_YOUR OBJECTIVE_:
What lines of the material hold the string "post"? Pull each of them out.

_DATA_:
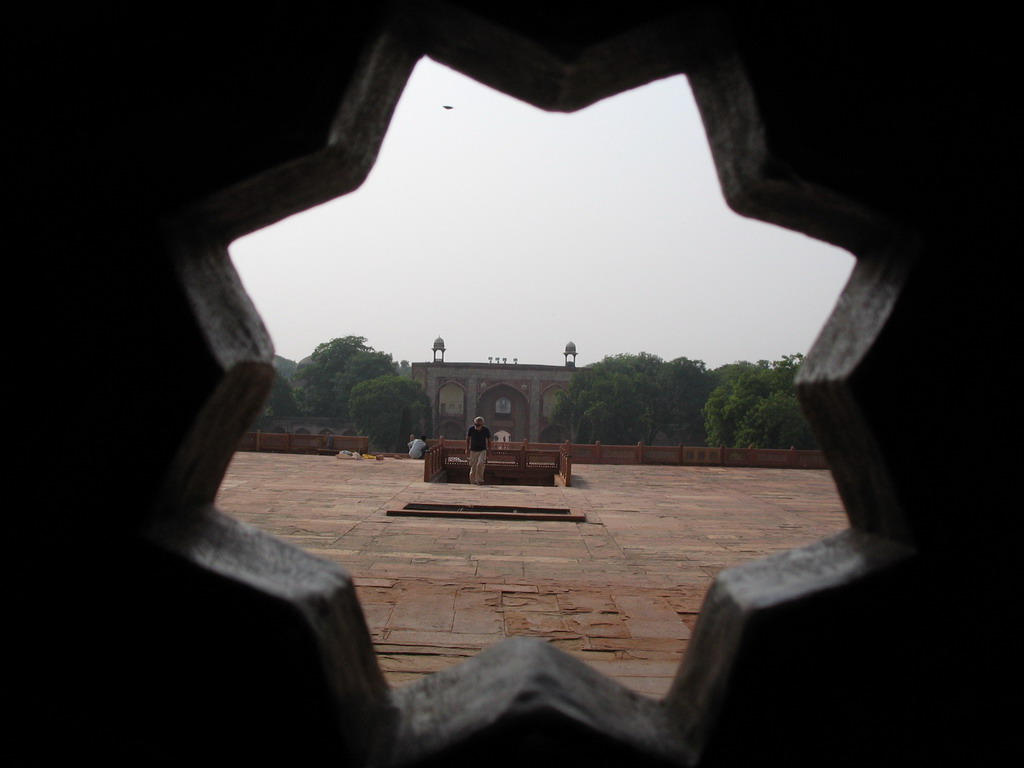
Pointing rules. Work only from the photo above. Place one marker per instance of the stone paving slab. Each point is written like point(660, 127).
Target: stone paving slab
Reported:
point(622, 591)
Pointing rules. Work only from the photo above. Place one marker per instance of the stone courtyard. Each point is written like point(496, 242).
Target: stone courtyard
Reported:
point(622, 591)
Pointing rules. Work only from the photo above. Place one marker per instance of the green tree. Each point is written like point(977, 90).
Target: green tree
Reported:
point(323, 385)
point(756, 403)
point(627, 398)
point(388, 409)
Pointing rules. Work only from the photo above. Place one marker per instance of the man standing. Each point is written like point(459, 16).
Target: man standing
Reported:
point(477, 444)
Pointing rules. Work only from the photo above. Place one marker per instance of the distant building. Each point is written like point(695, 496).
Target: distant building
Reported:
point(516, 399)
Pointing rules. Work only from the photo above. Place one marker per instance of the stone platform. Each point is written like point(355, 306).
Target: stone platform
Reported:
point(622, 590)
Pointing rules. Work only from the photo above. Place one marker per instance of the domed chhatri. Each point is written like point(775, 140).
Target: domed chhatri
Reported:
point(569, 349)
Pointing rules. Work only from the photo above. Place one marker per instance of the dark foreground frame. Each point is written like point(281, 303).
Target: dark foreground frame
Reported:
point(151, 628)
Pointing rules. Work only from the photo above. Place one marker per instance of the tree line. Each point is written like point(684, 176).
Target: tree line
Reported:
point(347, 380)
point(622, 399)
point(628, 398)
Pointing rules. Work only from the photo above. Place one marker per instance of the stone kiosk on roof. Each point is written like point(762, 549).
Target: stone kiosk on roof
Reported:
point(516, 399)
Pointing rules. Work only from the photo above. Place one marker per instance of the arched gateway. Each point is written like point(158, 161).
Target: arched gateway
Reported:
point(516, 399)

---

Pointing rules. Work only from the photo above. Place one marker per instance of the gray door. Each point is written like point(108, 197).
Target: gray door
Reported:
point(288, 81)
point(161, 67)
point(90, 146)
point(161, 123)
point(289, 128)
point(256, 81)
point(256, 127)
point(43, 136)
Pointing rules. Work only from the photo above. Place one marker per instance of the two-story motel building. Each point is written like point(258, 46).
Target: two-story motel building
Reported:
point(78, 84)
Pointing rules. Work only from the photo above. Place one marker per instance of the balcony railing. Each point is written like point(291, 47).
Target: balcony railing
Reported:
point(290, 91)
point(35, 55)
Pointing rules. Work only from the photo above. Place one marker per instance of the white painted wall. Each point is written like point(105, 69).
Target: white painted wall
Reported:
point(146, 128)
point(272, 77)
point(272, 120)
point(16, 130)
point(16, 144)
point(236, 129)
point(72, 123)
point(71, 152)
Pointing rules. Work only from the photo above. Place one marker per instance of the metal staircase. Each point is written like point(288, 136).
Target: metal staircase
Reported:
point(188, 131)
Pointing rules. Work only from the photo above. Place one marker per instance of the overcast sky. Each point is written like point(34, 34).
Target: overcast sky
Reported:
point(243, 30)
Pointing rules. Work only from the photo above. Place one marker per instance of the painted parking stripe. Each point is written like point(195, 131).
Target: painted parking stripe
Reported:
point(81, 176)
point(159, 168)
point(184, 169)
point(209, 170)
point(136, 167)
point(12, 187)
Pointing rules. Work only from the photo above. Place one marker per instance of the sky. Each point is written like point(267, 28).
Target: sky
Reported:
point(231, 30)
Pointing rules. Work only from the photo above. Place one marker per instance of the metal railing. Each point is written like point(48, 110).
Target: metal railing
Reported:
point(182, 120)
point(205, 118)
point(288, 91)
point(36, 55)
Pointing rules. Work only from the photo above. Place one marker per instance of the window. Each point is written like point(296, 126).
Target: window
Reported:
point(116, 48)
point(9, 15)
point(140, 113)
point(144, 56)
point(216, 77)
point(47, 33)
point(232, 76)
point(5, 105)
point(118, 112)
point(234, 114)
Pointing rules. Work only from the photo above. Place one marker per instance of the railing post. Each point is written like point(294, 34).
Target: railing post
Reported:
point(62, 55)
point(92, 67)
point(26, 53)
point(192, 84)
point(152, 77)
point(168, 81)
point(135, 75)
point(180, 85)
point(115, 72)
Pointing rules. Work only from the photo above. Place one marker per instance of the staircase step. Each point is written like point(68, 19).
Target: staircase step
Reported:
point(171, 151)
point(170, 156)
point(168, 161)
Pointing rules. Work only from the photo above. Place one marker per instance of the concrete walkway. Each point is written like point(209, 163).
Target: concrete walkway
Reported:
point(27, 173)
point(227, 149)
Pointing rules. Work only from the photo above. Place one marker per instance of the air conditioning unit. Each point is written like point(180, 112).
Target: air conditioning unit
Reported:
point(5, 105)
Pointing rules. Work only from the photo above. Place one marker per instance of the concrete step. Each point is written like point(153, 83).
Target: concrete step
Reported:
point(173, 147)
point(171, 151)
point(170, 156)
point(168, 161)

* * *

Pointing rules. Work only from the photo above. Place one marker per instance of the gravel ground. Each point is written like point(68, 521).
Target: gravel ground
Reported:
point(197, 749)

_SOLUTION FOR THIS EXERCISE_:
Pointing rules. Work only from the photo above. Place one marker per instance of the railing post. Each point is written like point(294, 34).
Target: railing post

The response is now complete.